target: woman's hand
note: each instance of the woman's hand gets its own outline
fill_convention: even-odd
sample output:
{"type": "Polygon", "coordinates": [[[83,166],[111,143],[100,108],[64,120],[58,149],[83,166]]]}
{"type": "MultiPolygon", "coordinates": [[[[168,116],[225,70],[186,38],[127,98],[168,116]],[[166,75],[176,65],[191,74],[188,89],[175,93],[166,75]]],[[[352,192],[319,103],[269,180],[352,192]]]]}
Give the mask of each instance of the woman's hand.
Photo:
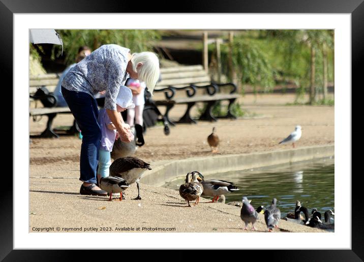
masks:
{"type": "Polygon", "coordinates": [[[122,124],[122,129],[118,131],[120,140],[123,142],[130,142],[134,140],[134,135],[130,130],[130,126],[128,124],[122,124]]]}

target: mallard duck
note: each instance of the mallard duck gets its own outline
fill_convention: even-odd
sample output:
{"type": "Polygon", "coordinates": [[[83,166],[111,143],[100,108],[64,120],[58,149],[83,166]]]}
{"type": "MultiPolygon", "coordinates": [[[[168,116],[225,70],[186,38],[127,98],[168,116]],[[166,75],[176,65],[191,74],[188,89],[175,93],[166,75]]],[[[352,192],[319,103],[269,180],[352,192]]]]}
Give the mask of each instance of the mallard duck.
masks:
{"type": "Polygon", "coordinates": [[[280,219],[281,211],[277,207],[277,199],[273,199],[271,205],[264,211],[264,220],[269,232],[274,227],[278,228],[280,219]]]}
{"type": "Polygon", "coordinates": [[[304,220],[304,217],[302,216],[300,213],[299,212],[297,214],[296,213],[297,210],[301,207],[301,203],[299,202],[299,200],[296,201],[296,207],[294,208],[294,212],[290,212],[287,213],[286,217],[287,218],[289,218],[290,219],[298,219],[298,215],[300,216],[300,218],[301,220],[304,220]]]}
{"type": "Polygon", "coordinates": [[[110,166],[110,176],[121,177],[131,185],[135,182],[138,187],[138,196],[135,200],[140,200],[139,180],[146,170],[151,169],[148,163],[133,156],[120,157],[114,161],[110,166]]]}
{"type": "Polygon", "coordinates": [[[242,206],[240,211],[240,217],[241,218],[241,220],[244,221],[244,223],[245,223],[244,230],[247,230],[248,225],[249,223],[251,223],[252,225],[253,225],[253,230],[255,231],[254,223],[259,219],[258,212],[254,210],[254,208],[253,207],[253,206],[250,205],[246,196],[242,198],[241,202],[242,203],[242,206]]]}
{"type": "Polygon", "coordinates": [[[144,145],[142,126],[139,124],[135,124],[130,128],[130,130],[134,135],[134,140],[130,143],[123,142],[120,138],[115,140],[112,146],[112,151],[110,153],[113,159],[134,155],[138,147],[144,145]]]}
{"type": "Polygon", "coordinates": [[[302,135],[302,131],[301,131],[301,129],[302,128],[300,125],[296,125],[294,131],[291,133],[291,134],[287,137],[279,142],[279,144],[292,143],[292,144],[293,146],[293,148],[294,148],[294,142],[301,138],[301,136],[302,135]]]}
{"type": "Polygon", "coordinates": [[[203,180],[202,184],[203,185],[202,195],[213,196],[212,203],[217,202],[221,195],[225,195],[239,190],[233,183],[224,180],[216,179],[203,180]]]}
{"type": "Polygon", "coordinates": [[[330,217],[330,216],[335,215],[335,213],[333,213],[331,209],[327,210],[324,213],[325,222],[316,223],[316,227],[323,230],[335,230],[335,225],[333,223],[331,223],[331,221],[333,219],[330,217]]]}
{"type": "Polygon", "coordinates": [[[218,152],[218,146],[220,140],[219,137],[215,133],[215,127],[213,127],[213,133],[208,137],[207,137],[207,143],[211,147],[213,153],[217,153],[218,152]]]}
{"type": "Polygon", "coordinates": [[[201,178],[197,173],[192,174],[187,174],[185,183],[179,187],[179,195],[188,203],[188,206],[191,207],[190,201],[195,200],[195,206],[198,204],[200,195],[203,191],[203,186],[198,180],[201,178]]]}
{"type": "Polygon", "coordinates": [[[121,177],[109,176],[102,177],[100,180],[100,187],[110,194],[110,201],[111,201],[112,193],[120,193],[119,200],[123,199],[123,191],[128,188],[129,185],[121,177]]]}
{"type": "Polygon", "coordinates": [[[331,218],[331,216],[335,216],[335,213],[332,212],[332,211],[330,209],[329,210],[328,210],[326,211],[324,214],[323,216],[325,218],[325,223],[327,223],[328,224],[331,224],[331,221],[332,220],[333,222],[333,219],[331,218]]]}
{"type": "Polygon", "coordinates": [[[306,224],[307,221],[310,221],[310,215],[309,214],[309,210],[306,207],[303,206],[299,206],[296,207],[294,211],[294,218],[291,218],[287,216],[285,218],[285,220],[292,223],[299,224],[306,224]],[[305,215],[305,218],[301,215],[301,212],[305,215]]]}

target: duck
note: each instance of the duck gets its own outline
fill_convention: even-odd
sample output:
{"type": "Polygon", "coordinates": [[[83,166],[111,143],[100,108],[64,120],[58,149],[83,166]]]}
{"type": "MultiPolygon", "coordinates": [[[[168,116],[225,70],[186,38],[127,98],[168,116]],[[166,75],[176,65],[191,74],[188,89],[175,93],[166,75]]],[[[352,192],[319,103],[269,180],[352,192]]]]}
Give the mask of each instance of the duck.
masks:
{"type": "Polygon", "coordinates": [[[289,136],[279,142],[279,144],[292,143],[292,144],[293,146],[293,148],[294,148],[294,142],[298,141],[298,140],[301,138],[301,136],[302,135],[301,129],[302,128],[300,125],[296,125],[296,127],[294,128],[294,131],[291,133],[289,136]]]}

···

▸ **What to work on**: Render every line of the rows above as a JSON array of strings, one string per line. Skip blank lines and leave out the pictures.

▸ **Result of this exercise**:
[
  "target: woman's hand",
  "note: each instance of the woman's hand gets its own outline",
  "fill_convention: even-odd",
  "sample output:",
  "{\"type\": \"Polygon\", \"coordinates\": [[[83,166],[111,143],[100,108],[64,120],[58,149],[83,166]]]}",
  "{\"type\": \"MultiPolygon\", \"coordinates\": [[[[168,116],[225,70],[186,38],[127,98],[168,116]],[[166,75],[176,65],[191,74],[188,89],[175,93],[166,75]]],[[[352,192],[319,103],[269,180],[352,192]]]]}",
  "Give the mask of each instance of the woman's hand.",
  "Photo:",
  "masks:",
  "{\"type\": \"Polygon\", \"coordinates\": [[[122,124],[122,129],[118,131],[120,140],[123,142],[130,142],[134,140],[134,135],[130,130],[130,126],[128,124],[122,124]]]}",
  "target: mallard duck",
  "note: each instance of the mallard duck gets its own outline",
  "fill_convention: even-odd",
  "sample output:",
  "{\"type\": \"Polygon\", \"coordinates\": [[[83,166],[111,143],[100,108],[64,120],[58,149],[83,166]]]}",
  "{\"type\": \"MultiPolygon\", \"coordinates\": [[[[168,116],[225,70],[186,38],[127,98],[168,116]],[[166,75],[176,65],[191,74],[188,89],[175,93],[166,75]]],[[[352,192],[319,103],[269,180],[352,192]]]]}",
  "Give the mask of each instance of the mallard duck.",
  "masks:",
  "{\"type\": \"Polygon\", \"coordinates\": [[[280,219],[281,211],[277,207],[277,199],[273,199],[271,205],[264,211],[264,220],[269,232],[274,227],[278,228],[280,219]]]}",
  "{\"type\": \"Polygon\", \"coordinates\": [[[304,220],[304,217],[302,216],[300,213],[299,212],[297,214],[296,213],[297,210],[301,207],[301,203],[299,202],[299,200],[296,201],[296,207],[294,208],[294,212],[290,212],[287,213],[286,217],[287,218],[289,218],[290,219],[298,219],[298,215],[300,216],[300,218],[301,220],[304,220]]]}",
  "{\"type\": \"Polygon\", \"coordinates\": [[[110,166],[110,176],[121,177],[131,185],[135,182],[138,187],[138,196],[135,200],[140,200],[139,180],[146,170],[151,169],[148,163],[133,156],[120,157],[114,161],[110,166]]]}",
  "{\"type\": \"Polygon\", \"coordinates\": [[[242,206],[240,211],[240,217],[241,218],[241,220],[244,221],[244,223],[245,223],[244,230],[247,230],[248,225],[249,223],[251,223],[252,225],[253,225],[253,230],[255,231],[254,223],[259,219],[258,212],[254,210],[254,208],[253,207],[253,206],[250,205],[246,196],[242,198],[241,202],[242,203],[242,206]]]}",
  "{\"type\": \"Polygon\", \"coordinates\": [[[144,145],[142,126],[139,124],[135,124],[130,128],[130,130],[134,135],[134,140],[130,143],[123,142],[120,138],[115,140],[112,146],[112,151],[110,153],[113,159],[134,155],[138,147],[144,145]]]}",
  "{\"type\": \"Polygon\", \"coordinates\": [[[302,135],[302,131],[301,131],[301,129],[302,128],[300,125],[296,125],[294,131],[291,133],[291,134],[287,137],[279,142],[279,144],[292,143],[292,144],[293,146],[293,148],[294,148],[294,142],[301,138],[301,136],[302,135]]]}",
  "{\"type\": \"Polygon\", \"coordinates\": [[[203,180],[202,184],[203,185],[202,195],[213,196],[212,203],[217,202],[221,195],[225,195],[239,190],[233,183],[224,180],[216,179],[203,180]]]}",
  "{\"type\": \"Polygon\", \"coordinates\": [[[330,217],[330,216],[335,215],[335,213],[333,213],[331,209],[327,210],[324,213],[325,222],[316,223],[316,227],[323,230],[335,230],[335,225],[333,223],[331,223],[331,221],[333,219],[330,217]]]}",
  "{\"type\": \"Polygon\", \"coordinates\": [[[218,152],[218,146],[220,140],[219,137],[215,133],[215,127],[213,127],[213,133],[208,137],[207,137],[207,143],[211,147],[213,153],[217,153],[218,152]]]}",
  "{\"type\": \"Polygon\", \"coordinates\": [[[201,178],[197,173],[192,174],[187,174],[185,183],[179,187],[179,195],[188,203],[188,206],[191,207],[190,201],[195,200],[195,206],[198,204],[200,195],[203,191],[203,186],[198,180],[201,178]]]}",
  "{\"type\": \"Polygon\", \"coordinates\": [[[121,177],[109,176],[102,177],[100,180],[100,187],[110,194],[110,201],[111,201],[112,193],[120,193],[119,200],[123,199],[123,191],[128,188],[129,185],[121,177]]]}",
  "{\"type\": \"Polygon\", \"coordinates\": [[[331,218],[331,216],[335,216],[335,213],[332,212],[332,211],[330,209],[329,210],[328,210],[326,211],[324,214],[323,216],[325,218],[325,223],[327,223],[328,224],[331,224],[331,221],[332,220],[333,222],[333,219],[331,218]]]}",
  "{\"type\": \"Polygon\", \"coordinates\": [[[306,224],[307,221],[310,221],[310,215],[309,214],[309,210],[306,207],[303,206],[299,206],[296,207],[294,211],[294,218],[291,218],[287,216],[285,218],[285,220],[292,223],[299,224],[306,224]],[[305,215],[305,218],[301,215],[301,212],[305,215]]]}",
  "target: duck",
  "note: each instance of the duck gets its own outline",
  "fill_convention: even-odd",
  "sample output:",
  "{\"type\": \"Polygon\", \"coordinates\": [[[83,166],[111,143],[100,108],[64,120],[58,149],[83,166]]]}",
  "{\"type\": \"MultiPolygon\", \"coordinates\": [[[[168,116],[225,70],[186,38],[127,98],[168,116]],[[166,75],[176,65],[191,74],[188,89],[175,93],[166,75]]],[[[352,192],[319,103],[269,180],[352,192]]]]}",
  "Give the mask of each instance of the duck.",
  "masks:",
  "{\"type\": \"Polygon\", \"coordinates\": [[[289,136],[279,142],[279,144],[292,143],[292,144],[293,146],[293,148],[294,148],[294,142],[298,141],[298,140],[301,138],[301,136],[302,135],[301,129],[302,128],[300,125],[296,125],[296,127],[294,128],[294,131],[291,133],[289,136]]]}"
]